# [How to complete this task]
Quote every entry word for word.

# [Material provided]
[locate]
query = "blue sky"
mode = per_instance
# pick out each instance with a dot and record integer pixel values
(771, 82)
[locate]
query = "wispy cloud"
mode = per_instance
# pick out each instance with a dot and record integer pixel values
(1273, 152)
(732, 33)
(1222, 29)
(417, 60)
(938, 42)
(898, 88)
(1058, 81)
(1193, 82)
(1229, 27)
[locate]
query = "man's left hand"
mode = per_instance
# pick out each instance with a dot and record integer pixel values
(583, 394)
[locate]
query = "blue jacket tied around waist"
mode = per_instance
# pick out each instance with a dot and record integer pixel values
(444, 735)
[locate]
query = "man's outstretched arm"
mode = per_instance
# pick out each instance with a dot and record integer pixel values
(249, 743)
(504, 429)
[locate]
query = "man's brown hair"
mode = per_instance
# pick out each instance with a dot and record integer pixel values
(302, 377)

# [Solution]
[locate]
query = "blue sky"
mode = per_instance
# pick out each instance with a dot and record integer pixel values
(771, 82)
[locate]
query = "wispy cloud"
mode = per_instance
# pick out each instance with a dot and record integer pixel values
(1273, 152)
(732, 33)
(1222, 29)
(417, 60)
(938, 42)
(898, 88)
(1058, 81)
(1193, 82)
(1229, 27)
[locate]
query = "man's left hand"
mode = per_instance
# pick out each instance with a dot and record integer pixel values
(583, 394)
[locate]
query = "blue jacket tied around waist"
mode = per_instance
# pick out each instance with a dot and record integer pixel values
(444, 735)
[locate]
query = "man's outstretched arm"
mode = per_instance
# pick out each instance with a dot and record integer pixel values
(249, 743)
(504, 429)
[locate]
query = "man's brown hair"
mode = per_instance
# pick out each instance with a dot and record integer pixel values
(302, 377)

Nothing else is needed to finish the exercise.